▼

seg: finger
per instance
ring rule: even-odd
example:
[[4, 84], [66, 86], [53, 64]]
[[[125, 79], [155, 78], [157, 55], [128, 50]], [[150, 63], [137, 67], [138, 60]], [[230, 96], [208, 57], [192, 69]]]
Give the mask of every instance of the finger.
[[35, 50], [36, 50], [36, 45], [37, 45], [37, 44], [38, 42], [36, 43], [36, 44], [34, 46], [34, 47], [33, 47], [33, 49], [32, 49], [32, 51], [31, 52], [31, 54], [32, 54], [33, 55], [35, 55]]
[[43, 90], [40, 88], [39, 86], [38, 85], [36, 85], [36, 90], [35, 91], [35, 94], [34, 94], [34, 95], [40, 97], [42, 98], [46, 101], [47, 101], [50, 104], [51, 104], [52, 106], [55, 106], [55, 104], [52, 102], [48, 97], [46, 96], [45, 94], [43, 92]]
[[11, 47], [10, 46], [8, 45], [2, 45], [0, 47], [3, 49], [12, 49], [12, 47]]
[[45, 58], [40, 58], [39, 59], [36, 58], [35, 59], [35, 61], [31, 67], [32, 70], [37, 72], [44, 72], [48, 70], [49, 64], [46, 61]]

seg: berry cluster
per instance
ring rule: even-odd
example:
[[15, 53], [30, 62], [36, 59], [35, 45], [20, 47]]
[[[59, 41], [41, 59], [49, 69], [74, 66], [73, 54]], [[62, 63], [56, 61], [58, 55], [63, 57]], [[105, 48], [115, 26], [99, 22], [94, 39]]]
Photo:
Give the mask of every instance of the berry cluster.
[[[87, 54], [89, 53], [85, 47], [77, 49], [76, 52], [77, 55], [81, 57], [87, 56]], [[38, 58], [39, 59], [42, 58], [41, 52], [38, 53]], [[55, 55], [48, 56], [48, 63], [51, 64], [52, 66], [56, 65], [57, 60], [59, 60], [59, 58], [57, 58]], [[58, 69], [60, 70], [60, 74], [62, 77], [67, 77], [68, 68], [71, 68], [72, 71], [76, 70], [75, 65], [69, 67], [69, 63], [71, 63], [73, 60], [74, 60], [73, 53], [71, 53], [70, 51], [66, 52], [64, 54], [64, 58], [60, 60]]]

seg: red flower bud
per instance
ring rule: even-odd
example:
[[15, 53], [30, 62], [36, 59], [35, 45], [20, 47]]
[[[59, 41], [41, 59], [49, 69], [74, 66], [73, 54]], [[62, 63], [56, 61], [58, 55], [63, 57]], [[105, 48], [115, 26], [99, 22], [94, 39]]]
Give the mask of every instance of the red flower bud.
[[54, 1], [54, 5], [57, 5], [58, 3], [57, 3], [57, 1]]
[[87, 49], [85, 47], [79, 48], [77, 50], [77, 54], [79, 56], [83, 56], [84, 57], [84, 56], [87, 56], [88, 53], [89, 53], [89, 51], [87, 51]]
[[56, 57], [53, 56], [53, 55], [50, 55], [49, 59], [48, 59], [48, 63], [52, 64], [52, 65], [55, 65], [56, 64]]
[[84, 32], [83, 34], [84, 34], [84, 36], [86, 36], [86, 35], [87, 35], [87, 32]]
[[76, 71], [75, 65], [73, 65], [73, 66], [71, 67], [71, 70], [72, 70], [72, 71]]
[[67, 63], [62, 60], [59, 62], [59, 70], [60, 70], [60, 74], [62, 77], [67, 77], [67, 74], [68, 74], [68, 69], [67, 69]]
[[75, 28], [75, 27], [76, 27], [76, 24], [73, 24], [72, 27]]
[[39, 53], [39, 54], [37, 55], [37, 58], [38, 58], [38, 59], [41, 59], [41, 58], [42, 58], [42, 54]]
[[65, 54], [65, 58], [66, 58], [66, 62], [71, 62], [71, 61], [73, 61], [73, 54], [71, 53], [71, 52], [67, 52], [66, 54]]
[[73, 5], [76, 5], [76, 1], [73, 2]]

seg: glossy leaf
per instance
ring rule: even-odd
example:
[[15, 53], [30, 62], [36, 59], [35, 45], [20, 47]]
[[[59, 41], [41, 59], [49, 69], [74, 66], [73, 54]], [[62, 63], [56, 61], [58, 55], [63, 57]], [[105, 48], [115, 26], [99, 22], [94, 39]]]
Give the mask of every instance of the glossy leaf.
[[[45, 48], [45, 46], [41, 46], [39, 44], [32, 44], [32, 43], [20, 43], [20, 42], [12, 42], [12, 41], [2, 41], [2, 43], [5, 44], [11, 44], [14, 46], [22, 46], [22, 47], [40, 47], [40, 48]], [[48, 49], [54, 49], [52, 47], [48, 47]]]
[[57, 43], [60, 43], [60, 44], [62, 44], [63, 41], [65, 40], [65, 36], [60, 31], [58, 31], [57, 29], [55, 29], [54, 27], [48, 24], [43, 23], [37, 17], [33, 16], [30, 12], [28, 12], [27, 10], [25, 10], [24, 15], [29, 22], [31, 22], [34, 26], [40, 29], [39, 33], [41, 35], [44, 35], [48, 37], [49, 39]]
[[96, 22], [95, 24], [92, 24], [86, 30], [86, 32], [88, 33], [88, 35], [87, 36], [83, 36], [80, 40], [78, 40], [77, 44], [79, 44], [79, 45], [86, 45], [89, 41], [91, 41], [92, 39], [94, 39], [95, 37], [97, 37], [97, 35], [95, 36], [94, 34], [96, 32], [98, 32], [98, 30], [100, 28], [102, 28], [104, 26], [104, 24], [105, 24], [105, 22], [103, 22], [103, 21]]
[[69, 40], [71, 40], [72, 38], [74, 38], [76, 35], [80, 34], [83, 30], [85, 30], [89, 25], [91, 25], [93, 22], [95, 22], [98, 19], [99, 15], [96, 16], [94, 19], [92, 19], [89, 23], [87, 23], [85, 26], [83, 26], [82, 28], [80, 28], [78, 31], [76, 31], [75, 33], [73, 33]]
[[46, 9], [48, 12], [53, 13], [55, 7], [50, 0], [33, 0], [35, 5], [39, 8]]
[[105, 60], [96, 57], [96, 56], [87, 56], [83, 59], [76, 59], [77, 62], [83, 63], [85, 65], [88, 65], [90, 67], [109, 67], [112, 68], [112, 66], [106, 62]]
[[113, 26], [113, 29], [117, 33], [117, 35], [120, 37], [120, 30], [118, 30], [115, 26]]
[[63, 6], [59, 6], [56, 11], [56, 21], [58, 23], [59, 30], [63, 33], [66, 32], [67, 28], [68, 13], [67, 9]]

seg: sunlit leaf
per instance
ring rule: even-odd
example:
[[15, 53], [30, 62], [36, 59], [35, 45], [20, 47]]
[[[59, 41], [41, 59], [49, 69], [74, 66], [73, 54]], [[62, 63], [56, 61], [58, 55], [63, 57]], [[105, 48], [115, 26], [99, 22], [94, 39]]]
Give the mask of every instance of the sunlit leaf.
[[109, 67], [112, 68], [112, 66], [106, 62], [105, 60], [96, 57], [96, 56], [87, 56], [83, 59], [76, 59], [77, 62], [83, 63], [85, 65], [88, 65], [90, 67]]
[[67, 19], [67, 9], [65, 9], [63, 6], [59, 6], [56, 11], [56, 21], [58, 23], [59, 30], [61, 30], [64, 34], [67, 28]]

▲

● **Problem description**
Please reproduce all the items above, changing every "ring rule" to "fill rule" and keeping everything else the same.

● **Reply to the task**
seg: finger
per instance
fill rule: even-odd
example:
[[4, 84], [66, 86], [53, 64]]
[[[125, 79], [155, 78], [157, 55], [128, 50]], [[150, 63], [137, 67], [138, 60]], [[230, 96], [208, 57], [192, 69]]]
Give the mask of every instance of the finger.
[[35, 50], [36, 50], [36, 45], [37, 45], [37, 44], [38, 42], [36, 43], [36, 44], [34, 46], [34, 47], [33, 47], [33, 49], [32, 49], [32, 51], [31, 52], [31, 54], [32, 54], [33, 55], [35, 55]]
[[43, 90], [40, 88], [39, 86], [38, 85], [36, 85], [36, 90], [35, 91], [35, 94], [34, 94], [34, 95], [40, 97], [42, 98], [46, 101], [47, 101], [50, 104], [51, 104], [52, 106], [55, 106], [55, 104], [52, 102], [48, 97], [46, 96], [45, 94], [43, 92]]
[[11, 47], [10, 46], [8, 45], [2, 45], [0, 47], [3, 49], [12, 49], [12, 47]]
[[45, 58], [40, 58], [39, 59], [36, 58], [35, 59], [35, 61], [31, 67], [32, 70], [37, 72], [44, 72], [48, 70], [49, 64], [46, 61]]

seg: berry cluster
per instance
fill rule: even-odd
example:
[[15, 53], [30, 62], [36, 59], [35, 45], [20, 47]]
[[[59, 41], [41, 59], [49, 69], [74, 66], [73, 54]], [[62, 63], [56, 61], [58, 55], [63, 57]], [[105, 48], [115, 26], [99, 22], [94, 39]]]
Photo:
Give the mask of every instance of the berry cluster.
[[[87, 54], [89, 53], [85, 47], [77, 49], [76, 52], [77, 55], [81, 57], [87, 56]], [[38, 58], [39, 59], [42, 58], [41, 52], [38, 53]], [[55, 55], [48, 56], [48, 63], [51, 64], [52, 66], [56, 65], [57, 60], [59, 60], [59, 58], [57, 58]], [[58, 69], [60, 70], [60, 74], [62, 77], [67, 77], [68, 68], [71, 68], [72, 71], [76, 70], [75, 65], [69, 67], [69, 63], [71, 63], [73, 60], [74, 60], [73, 53], [71, 53], [70, 51], [66, 52], [64, 54], [64, 58], [60, 60]]]

seg: red flower bud
per instance
fill rule: even-odd
example:
[[15, 53], [30, 62], [36, 59], [35, 45], [20, 47]]
[[[59, 41], [41, 59], [49, 69], [74, 66], [73, 54]], [[62, 63], [56, 61], [58, 55], [63, 57]], [[105, 48], [115, 26], [99, 22], [94, 39]]]
Give the mask of every instance of the red flower bud.
[[54, 1], [54, 5], [57, 5], [58, 3], [57, 3], [57, 1]]
[[87, 49], [85, 47], [79, 48], [77, 50], [77, 54], [79, 56], [83, 56], [84, 57], [84, 56], [87, 56], [88, 53], [89, 53], [89, 51], [87, 51]]
[[56, 57], [53, 56], [53, 55], [50, 55], [49, 59], [48, 59], [48, 63], [52, 64], [52, 65], [55, 65], [56, 64]]
[[84, 32], [83, 34], [84, 34], [84, 36], [86, 36], [86, 35], [87, 35], [87, 32]]
[[76, 71], [75, 65], [73, 65], [73, 66], [71, 67], [71, 70], [72, 70], [72, 71]]
[[67, 63], [62, 60], [59, 62], [59, 70], [60, 70], [60, 74], [62, 77], [67, 77], [67, 74], [68, 74], [68, 69], [67, 69]]
[[75, 28], [75, 27], [76, 27], [76, 24], [73, 24], [72, 27]]
[[39, 53], [39, 54], [37, 55], [37, 58], [38, 58], [38, 59], [41, 59], [41, 58], [42, 58], [42, 54]]
[[65, 54], [65, 58], [66, 58], [66, 62], [71, 62], [71, 61], [73, 61], [73, 54], [71, 53], [71, 52], [67, 52], [66, 54]]
[[73, 5], [76, 5], [76, 1], [73, 2]]

seg: glossy leaf
per instance
fill rule: even-odd
example:
[[15, 53], [30, 62], [36, 59], [35, 45], [20, 47]]
[[[59, 41], [41, 59], [49, 69], [74, 66], [73, 54]], [[62, 63], [56, 61], [58, 55], [63, 57]], [[105, 48], [115, 26], [99, 22], [94, 39]]]
Give the mask of every instance of the glossy leaf.
[[[45, 48], [45, 46], [41, 46], [39, 44], [32, 44], [32, 43], [20, 43], [20, 42], [12, 42], [12, 41], [2, 41], [2, 43], [5, 44], [11, 44], [14, 46], [22, 46], [22, 47], [40, 47], [40, 48]], [[48, 49], [54, 49], [52, 47], [48, 47]]]
[[57, 43], [60, 43], [60, 44], [62, 44], [63, 41], [65, 40], [65, 36], [60, 31], [58, 31], [57, 29], [55, 29], [54, 27], [48, 24], [43, 23], [37, 17], [33, 16], [30, 12], [28, 12], [27, 10], [25, 10], [24, 15], [29, 22], [31, 22], [34, 26], [40, 29], [39, 33], [41, 35], [44, 35], [48, 37], [49, 39]]
[[96, 22], [95, 24], [92, 24], [86, 30], [86, 32], [88, 33], [88, 35], [87, 36], [83, 36], [80, 40], [78, 40], [77, 44], [79, 44], [79, 45], [86, 45], [89, 41], [91, 41], [92, 39], [94, 39], [95, 37], [97, 37], [97, 35], [95, 36], [94, 34], [96, 32], [98, 32], [98, 30], [100, 28], [102, 28], [104, 26], [104, 24], [105, 24], [105, 22], [103, 22], [103, 21]]
[[69, 40], [71, 40], [72, 38], [74, 38], [76, 35], [80, 34], [83, 30], [85, 30], [89, 25], [91, 25], [93, 22], [95, 22], [98, 19], [99, 15], [96, 16], [94, 19], [92, 19], [89, 23], [87, 23], [85, 26], [83, 26], [82, 28], [80, 28], [78, 31], [76, 31], [75, 33], [73, 33]]
[[46, 9], [48, 12], [53, 13], [55, 7], [50, 0], [33, 0], [35, 5], [39, 8]]
[[105, 60], [96, 57], [96, 56], [87, 56], [83, 59], [76, 59], [77, 62], [83, 63], [85, 65], [88, 65], [90, 67], [109, 67], [112, 68], [112, 66], [106, 62]]
[[113, 26], [113, 29], [117, 33], [117, 35], [120, 37], [120, 30], [118, 30], [115, 26]]
[[63, 6], [59, 6], [56, 11], [56, 21], [58, 23], [59, 30], [63, 33], [66, 32], [67, 28], [68, 13], [67, 9]]

seg: sunlit leaf
per instance
fill rule: even-odd
example:
[[15, 53], [30, 62], [36, 59], [35, 45], [20, 47]]
[[[59, 41], [41, 59], [49, 69], [74, 66], [73, 54]], [[62, 63], [56, 61], [58, 55], [63, 57]], [[105, 48], [115, 26], [99, 22], [94, 39]]]
Give the mask of every instance of the sunlit leaf.
[[109, 67], [112, 68], [112, 66], [106, 62], [105, 60], [96, 57], [96, 56], [87, 56], [83, 59], [76, 59], [77, 62], [83, 63], [85, 65], [88, 65], [90, 67]]
[[67, 19], [67, 9], [65, 9], [63, 6], [59, 6], [56, 11], [56, 21], [58, 23], [59, 30], [61, 30], [64, 34], [67, 28]]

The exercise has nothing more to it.